(Collected data)
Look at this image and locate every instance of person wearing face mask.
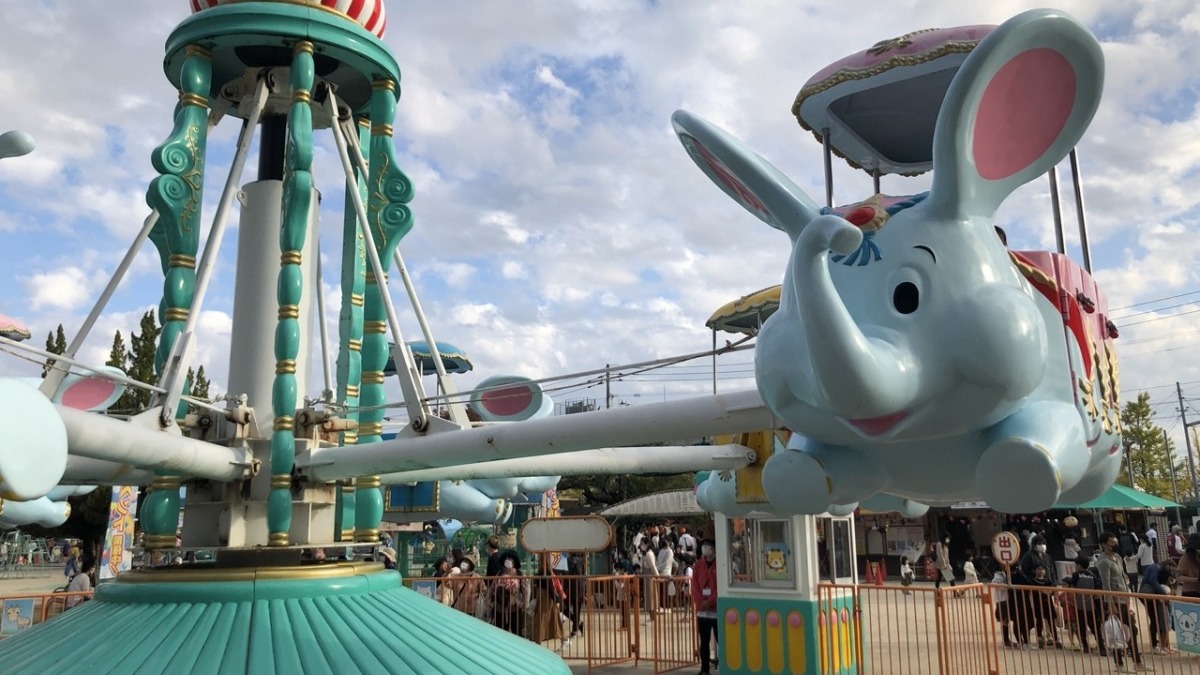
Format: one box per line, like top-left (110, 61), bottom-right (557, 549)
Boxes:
top-left (1096, 532), bottom-right (1148, 670)
top-left (932, 536), bottom-right (957, 591)
top-left (451, 558), bottom-right (485, 619)
top-left (691, 539), bottom-right (719, 675)
top-left (491, 551), bottom-right (528, 636)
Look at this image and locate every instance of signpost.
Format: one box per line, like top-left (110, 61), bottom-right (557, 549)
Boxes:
top-left (991, 531), bottom-right (1021, 582)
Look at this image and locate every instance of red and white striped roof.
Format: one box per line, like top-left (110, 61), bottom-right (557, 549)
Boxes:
top-left (190, 0), bottom-right (387, 38)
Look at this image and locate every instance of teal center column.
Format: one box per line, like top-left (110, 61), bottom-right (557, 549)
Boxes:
top-left (354, 78), bottom-right (414, 543)
top-left (141, 44), bottom-right (211, 551)
top-left (334, 118), bottom-right (370, 541)
top-left (267, 40), bottom-right (316, 547)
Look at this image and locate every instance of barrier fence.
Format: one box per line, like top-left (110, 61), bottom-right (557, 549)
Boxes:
top-left (404, 573), bottom-right (701, 673)
top-left (0, 590), bottom-right (94, 639)
top-left (824, 581), bottom-right (1199, 675)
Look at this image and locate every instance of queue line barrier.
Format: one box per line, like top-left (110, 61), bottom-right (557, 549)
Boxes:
top-left (821, 580), bottom-right (1200, 675)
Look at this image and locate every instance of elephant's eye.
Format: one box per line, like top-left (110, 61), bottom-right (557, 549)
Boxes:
top-left (893, 282), bottom-right (919, 314)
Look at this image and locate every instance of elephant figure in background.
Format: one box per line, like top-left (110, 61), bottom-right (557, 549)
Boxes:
top-left (676, 9), bottom-right (1121, 515)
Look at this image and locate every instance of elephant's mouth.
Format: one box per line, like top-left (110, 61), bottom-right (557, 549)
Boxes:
top-left (845, 411), bottom-right (908, 436)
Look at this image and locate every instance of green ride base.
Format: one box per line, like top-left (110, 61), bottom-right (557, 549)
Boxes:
top-left (0, 563), bottom-right (570, 674)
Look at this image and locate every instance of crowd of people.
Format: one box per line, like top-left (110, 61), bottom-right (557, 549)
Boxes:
top-left (987, 525), bottom-right (1200, 673)
top-left (420, 525), bottom-right (722, 675)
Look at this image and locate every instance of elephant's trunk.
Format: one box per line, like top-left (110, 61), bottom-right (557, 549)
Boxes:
top-left (795, 216), bottom-right (918, 430)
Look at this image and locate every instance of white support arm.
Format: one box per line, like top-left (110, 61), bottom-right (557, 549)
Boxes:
top-left (301, 388), bottom-right (772, 482)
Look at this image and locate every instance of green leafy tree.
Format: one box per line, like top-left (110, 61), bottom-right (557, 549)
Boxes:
top-left (1119, 392), bottom-right (1179, 499)
top-left (41, 324), bottom-right (67, 377)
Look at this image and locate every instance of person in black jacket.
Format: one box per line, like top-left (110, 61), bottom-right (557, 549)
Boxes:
top-left (1063, 556), bottom-right (1105, 655)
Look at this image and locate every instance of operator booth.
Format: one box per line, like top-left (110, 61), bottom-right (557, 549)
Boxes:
top-left (714, 511), bottom-right (861, 675)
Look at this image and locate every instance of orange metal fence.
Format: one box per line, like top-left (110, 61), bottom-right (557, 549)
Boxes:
top-left (0, 590), bottom-right (94, 639)
top-left (821, 581), bottom-right (1200, 675)
top-left (403, 573), bottom-right (700, 673)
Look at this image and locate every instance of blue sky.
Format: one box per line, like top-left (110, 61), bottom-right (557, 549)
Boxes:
top-left (1, 1), bottom-right (1199, 457)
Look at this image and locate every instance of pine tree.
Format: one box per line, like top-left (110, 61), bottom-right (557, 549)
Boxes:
top-left (191, 365), bottom-right (211, 400)
top-left (117, 311), bottom-right (161, 413)
top-left (42, 324), bottom-right (67, 377)
top-left (105, 330), bottom-right (128, 370)
top-left (1118, 392), bottom-right (1178, 499)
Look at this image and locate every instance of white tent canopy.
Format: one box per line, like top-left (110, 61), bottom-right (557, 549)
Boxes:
top-left (598, 489), bottom-right (705, 518)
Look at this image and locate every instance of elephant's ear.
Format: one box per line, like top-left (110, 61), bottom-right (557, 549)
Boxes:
top-left (672, 110), bottom-right (820, 238)
top-left (927, 9), bottom-right (1103, 221)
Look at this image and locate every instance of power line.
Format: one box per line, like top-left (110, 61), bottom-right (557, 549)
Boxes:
top-left (1116, 307), bottom-right (1200, 328)
top-left (1109, 288), bottom-right (1200, 312)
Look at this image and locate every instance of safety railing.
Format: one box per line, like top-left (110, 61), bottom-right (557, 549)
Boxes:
top-left (0, 590), bottom-right (95, 639)
top-left (404, 573), bottom-right (701, 673)
top-left (644, 576), bottom-right (699, 673)
top-left (820, 580), bottom-right (1200, 675)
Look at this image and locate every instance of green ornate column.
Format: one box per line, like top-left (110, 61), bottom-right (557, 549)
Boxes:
top-left (355, 78), bottom-right (414, 542)
top-left (141, 44), bottom-right (211, 550)
top-left (335, 118), bottom-right (370, 541)
top-left (267, 40), bottom-right (316, 547)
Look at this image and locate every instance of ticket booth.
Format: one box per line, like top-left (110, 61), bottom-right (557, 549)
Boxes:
top-left (714, 511), bottom-right (861, 675)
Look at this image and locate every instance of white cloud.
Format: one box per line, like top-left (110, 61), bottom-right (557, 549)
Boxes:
top-left (23, 267), bottom-right (90, 311)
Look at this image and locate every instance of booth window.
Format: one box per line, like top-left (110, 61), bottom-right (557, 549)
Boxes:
top-left (817, 516), bottom-right (854, 582)
top-left (727, 517), bottom-right (795, 587)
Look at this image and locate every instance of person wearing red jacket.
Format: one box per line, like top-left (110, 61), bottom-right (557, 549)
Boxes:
top-left (691, 538), bottom-right (719, 674)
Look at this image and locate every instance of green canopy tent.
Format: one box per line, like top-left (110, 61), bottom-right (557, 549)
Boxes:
top-left (1055, 484), bottom-right (1183, 534)
top-left (1056, 484), bottom-right (1182, 510)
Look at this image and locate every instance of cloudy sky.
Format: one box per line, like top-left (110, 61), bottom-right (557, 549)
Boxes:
top-left (0, 1), bottom-right (1198, 471)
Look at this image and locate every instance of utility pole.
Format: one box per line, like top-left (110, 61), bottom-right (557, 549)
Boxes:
top-left (605, 364), bottom-right (611, 410)
top-left (1164, 429), bottom-right (1183, 524)
top-left (1177, 382), bottom-right (1200, 504)
top-left (1123, 438), bottom-right (1135, 489)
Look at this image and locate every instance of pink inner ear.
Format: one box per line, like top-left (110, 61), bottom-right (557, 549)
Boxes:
top-left (972, 48), bottom-right (1076, 181)
top-left (688, 137), bottom-right (770, 217)
top-left (61, 378), bottom-right (118, 410)
top-left (481, 386), bottom-right (533, 417)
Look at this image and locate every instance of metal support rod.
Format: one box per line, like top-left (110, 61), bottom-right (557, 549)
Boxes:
top-left (314, 237), bottom-right (335, 401)
top-left (1048, 166), bottom-right (1066, 255)
top-left (156, 78), bottom-right (270, 425)
top-left (343, 117), bottom-right (469, 427)
top-left (822, 128), bottom-right (834, 208)
top-left (301, 388), bottom-right (772, 481)
top-left (59, 406), bottom-right (249, 481)
top-left (392, 249), bottom-right (469, 427)
top-left (377, 444), bottom-right (755, 484)
top-left (1178, 382), bottom-right (1200, 504)
top-left (712, 330), bottom-right (717, 395)
top-left (1, 335), bottom-right (165, 394)
top-left (324, 94), bottom-right (428, 429)
top-left (872, 169), bottom-right (880, 195)
top-left (1068, 149), bottom-right (1092, 273)
top-left (39, 211), bottom-right (160, 397)
top-left (1164, 429), bottom-right (1183, 523)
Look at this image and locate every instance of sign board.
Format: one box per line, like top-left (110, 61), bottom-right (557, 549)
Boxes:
top-left (519, 515), bottom-right (613, 553)
top-left (991, 531), bottom-right (1021, 568)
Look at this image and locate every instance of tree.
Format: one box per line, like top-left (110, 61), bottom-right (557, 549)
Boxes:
top-left (189, 365), bottom-right (211, 400)
top-left (106, 330), bottom-right (128, 370)
top-left (1119, 392), bottom-right (1178, 499)
top-left (113, 310), bottom-right (161, 413)
top-left (41, 324), bottom-right (67, 377)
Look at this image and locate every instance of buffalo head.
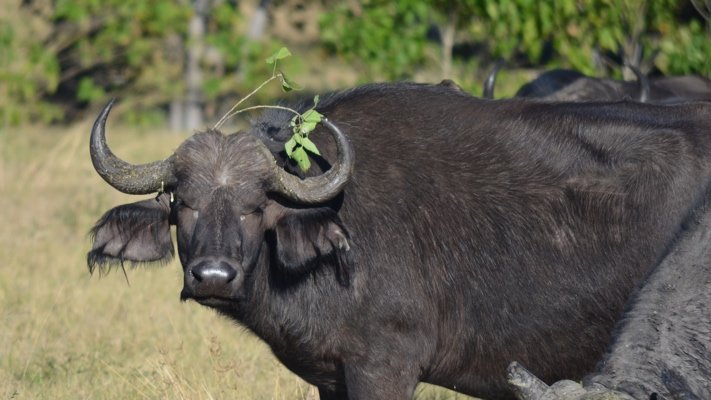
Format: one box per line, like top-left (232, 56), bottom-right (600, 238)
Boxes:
top-left (88, 100), bottom-right (354, 307)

TASK ITEM:
Look through the lines above and collect those with the word "tree".

EXPECTED ANSWER:
Look at this image and locate every instance of green leafy tree.
Look at this image and locate every instance of pine tree.
Look at this image and locate every instance of tree.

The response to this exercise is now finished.